What this task involves: Tally the lines in the rows below that contain the string "nose". Give only the number.

## start Given entries

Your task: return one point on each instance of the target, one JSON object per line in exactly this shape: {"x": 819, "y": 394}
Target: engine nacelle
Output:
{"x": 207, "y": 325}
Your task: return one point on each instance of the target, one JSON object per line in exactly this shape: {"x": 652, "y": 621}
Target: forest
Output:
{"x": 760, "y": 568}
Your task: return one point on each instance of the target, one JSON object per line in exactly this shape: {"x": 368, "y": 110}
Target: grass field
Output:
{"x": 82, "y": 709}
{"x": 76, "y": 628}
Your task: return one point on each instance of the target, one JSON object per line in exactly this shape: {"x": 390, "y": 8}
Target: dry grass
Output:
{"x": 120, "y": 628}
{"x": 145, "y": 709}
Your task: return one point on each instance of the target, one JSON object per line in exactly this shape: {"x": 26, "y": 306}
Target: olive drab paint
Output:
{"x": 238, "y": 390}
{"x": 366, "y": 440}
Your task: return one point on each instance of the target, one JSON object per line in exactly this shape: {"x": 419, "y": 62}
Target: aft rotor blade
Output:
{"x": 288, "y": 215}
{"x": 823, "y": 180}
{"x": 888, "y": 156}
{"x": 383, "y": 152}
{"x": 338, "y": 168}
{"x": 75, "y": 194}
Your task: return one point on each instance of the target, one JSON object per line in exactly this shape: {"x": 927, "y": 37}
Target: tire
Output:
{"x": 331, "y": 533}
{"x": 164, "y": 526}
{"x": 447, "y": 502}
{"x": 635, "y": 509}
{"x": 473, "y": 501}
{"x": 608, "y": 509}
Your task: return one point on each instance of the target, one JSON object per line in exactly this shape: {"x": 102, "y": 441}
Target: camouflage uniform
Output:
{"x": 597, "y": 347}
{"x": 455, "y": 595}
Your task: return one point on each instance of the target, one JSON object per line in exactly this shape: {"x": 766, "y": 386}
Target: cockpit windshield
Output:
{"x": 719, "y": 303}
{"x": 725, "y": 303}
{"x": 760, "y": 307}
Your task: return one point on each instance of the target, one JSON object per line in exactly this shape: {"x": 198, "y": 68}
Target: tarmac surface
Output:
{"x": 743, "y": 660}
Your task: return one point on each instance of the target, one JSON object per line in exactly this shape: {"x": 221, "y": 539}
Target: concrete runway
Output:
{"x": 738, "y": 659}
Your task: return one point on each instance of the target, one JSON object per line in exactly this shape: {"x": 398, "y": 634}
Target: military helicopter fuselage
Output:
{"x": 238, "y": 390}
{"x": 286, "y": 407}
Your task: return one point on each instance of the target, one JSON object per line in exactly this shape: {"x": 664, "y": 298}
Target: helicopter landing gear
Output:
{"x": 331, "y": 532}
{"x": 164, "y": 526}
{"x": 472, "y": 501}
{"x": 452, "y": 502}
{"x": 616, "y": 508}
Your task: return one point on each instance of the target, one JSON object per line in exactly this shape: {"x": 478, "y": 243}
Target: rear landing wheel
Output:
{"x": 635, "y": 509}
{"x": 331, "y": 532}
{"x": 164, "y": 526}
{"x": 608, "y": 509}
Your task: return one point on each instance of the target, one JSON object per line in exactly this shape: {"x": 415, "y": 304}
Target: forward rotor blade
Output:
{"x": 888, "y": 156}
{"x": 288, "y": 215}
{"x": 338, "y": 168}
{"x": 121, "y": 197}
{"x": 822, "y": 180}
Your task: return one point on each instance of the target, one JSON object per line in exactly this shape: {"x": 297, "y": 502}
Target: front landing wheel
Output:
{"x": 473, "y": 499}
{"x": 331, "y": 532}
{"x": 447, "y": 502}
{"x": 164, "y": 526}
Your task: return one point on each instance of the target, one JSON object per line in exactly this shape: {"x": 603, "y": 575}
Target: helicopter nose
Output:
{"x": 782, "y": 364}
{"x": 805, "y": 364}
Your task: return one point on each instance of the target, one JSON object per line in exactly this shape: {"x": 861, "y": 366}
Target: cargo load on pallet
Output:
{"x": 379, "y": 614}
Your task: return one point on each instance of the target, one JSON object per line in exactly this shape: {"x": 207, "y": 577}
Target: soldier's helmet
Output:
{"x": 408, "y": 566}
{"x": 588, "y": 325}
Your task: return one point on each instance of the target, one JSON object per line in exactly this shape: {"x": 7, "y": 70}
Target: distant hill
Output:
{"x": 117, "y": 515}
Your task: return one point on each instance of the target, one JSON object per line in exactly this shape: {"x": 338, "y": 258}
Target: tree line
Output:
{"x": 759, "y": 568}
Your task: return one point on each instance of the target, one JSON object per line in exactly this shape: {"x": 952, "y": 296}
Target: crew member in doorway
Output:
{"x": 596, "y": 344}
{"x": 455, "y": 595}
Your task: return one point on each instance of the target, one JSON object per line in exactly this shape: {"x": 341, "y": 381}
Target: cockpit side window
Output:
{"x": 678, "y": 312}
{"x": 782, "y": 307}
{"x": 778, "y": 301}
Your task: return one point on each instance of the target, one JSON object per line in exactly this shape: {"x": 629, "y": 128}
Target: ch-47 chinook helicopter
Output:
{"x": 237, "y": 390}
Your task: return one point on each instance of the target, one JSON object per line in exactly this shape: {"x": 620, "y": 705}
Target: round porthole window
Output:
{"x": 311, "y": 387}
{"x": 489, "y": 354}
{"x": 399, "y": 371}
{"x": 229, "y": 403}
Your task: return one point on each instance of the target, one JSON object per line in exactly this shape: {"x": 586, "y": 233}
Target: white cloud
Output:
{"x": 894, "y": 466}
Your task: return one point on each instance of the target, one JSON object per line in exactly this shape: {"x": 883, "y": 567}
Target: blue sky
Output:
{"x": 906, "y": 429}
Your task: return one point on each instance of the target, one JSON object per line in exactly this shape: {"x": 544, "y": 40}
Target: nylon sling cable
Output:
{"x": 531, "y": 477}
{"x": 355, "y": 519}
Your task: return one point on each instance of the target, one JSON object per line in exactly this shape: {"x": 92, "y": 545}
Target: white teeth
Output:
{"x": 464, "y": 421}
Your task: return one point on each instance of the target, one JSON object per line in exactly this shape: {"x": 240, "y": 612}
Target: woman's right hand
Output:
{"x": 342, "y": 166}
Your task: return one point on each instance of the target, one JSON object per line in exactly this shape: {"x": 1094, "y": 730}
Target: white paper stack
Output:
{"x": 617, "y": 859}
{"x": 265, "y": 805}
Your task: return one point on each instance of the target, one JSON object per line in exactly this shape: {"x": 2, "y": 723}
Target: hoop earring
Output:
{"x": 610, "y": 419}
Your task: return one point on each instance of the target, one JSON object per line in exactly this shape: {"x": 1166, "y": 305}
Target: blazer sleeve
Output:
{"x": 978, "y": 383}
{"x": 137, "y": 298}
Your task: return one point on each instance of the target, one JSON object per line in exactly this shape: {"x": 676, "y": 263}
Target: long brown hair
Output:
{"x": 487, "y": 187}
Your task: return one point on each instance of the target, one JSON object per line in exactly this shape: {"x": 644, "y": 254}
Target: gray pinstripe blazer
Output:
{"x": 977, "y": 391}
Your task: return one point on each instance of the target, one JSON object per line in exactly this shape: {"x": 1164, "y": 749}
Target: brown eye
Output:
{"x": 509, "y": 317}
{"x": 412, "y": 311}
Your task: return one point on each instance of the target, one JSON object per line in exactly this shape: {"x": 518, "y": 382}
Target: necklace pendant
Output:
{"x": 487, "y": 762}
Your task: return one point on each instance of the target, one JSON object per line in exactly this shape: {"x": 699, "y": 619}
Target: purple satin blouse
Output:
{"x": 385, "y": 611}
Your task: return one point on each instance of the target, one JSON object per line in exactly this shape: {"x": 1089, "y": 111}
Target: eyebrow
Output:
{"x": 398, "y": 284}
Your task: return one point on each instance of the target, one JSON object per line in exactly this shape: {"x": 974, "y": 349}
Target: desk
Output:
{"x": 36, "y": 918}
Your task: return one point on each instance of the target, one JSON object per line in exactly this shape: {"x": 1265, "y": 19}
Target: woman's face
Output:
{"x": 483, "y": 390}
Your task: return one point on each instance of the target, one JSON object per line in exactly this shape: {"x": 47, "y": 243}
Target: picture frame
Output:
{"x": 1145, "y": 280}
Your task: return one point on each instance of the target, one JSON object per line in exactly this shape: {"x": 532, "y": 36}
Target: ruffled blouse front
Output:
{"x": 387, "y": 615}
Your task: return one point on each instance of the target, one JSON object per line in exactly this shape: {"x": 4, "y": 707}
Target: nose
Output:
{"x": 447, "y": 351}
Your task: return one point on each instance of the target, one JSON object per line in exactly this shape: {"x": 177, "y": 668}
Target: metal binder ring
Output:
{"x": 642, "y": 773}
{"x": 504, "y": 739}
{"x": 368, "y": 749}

## end Given entries

Exercise output: 2